[PROVIDED TEXT — start]

Murel suggests strongly that the difference with regard to standard of proof, existing in Maryland since October 1, 1973, as between defective delinquents on the one hand and civil committees on the other hand, may not prevail unless there is a strong reason therefor. The only reason the State has offered in support of its use of different standards of proof for defective delinquency determinations and involuntary civil commitments is that persons in the former category of proceedings have been convicted of one or more crimes while those in the latter category have not. But that contention has been specifically rejected by the Supreme Court.33 In Tippett, while not going to the extent Judge Sobeloff did in his dissent, Chief Judge Haynsworth expressed, in a setting not dominated by Murel and by Maryland’s October 1, 1973 change as to civil committees, the discomfort of the majority of the Court in Tippett with a burden of proof less than the “clear and convincing evidence” standard. As noted supra,, Chief Judge Haynsworth also cautioned (in n. 18) as to the need to keep a “weather eye” open in connection with the future administration of Maryland’s Defective Delinquency Act. In In re Winship, 397 U.S. 358, 370, 90 S.Ct. 1068, 1076, 25 L.Ed.2d 368 (1970), Mr. Justice Harlan, in his concurring opinion, wrote that—
* * * a standard of proof represents an attempt to instruct the factfinder concerning the degree of confidence our society thinks he should have in the correctness of factual conclusions for a particular type of adjudication. -X- * *
In this case, equal protection principles require that there be utilized in a hearing involving determination or redetermination of defective delinquency a standard no less than the standard Maryland utilizes with regard to civil commitment.

[PROVIDED TEXT — finish]
[DATA TO EXAMINE — start]

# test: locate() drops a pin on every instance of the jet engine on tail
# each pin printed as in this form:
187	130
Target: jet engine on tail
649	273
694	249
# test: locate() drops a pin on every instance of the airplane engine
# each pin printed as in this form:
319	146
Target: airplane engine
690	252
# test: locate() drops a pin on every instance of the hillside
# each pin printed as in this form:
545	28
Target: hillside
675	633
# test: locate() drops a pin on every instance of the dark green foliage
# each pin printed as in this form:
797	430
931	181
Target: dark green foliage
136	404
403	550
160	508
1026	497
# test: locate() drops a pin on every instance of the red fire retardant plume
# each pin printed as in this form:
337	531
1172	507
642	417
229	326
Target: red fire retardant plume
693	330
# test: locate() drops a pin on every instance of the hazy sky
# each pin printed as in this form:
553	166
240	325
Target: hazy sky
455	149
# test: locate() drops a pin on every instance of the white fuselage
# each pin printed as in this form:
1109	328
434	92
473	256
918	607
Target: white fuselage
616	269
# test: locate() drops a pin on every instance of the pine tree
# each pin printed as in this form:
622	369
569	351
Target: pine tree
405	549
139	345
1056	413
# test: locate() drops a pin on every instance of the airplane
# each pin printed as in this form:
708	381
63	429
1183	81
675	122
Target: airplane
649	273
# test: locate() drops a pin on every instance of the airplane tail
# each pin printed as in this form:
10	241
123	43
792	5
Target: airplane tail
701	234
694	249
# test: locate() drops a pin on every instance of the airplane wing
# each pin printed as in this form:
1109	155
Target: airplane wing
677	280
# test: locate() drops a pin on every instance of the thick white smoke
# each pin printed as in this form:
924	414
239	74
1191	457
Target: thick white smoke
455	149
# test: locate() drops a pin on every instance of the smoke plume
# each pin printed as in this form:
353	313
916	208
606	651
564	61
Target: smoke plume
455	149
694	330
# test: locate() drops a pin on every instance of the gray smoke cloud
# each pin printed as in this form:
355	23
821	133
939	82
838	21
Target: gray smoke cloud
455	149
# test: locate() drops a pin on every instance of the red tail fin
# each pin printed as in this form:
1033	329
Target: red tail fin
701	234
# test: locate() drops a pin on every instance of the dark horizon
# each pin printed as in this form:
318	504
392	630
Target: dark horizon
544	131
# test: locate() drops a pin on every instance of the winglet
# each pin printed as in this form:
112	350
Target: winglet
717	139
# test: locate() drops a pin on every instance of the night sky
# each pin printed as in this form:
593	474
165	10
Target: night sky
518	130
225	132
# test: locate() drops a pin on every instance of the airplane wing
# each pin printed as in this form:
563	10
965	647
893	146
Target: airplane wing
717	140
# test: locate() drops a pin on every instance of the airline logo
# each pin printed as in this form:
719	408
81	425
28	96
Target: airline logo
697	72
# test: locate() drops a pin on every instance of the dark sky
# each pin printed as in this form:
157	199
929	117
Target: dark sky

[DATA TO EXAMINE — finish]

> **REQUIRED ACTION 1**
List every court case named in the court excerpt on defective delinquency.
> **REQUIRED ACTION 2**
Answer each question from the court excerpt on defective delinquency:
(a) Since what date has the difference in standard of proof between defective delinquents and civil committees existed in Maryland?
(b) In which footnote did Chief Judge Haynsworth caution about keeping a "weather eye" open?
(c) What is the only reason the State has offered for using different standards of proof?
> **REQUIRED ACTION 3**
Carry the court excerpt on defective delinquency forward from its final sentence.

> **EXERCISE ANSWER 1**
Murel; Tippett; In re Winship

> **EXERCISE ANSWER 2**
(a) October 1, 1973.
(b) n. 18.
(c) Persons in defective delinquency proceedings have been convicted of one or more crimes, while those in civil commitment proceedings have not.

> **EXERCISE ANSWER 3**
The plaintiff Carl was determined to be a defective delinquent after October 1, 1973. See n. 2 supra. In this Court’s opinion he has been denied the equal protection of the law. The other three plaintiffs in these cases have not been so denied that protection since, *1091on the respective dates they were each determined to be defective delinquents, the same standard of proof, that is, the preponderance of the evidence test, applied to determinations regarding both defective delinquency and involuntary civil commitment.34
IV. CONCLUSION
Carl’s seven-year sentence, pronounced in 1972,35 still has some period to run. Carl is therefore not entitled to his release from custody but he is entitled to a transfer from Patuxent unless he is afforded a new defective delinquency hearing 36 in which the clear and convincing evidence standard rather than the preponderance of the evidence standard is used. As a matter of right, pursuant to 3 Md.Ann.Code art. 31B, § 10(a),37 Carl would appear to be entitled to his initial redetermination hearing in September, 1976.38 But Carl, because he was denied the equal protection of the laws on November 2, 1973, is at this time entitled promptly either (a) to a transfer from Patuxent, or (b) to a new defective delinquency hearing in which the clear and convincing evidence *1092standard is used. Such a hearing should be held, or Carl should be so transferred, within sixty days after this Court’s within judgment as to Carl becomes final. As to Dower, Brooks and Hawkins, their respective quests for relief in these cases are hereby denied.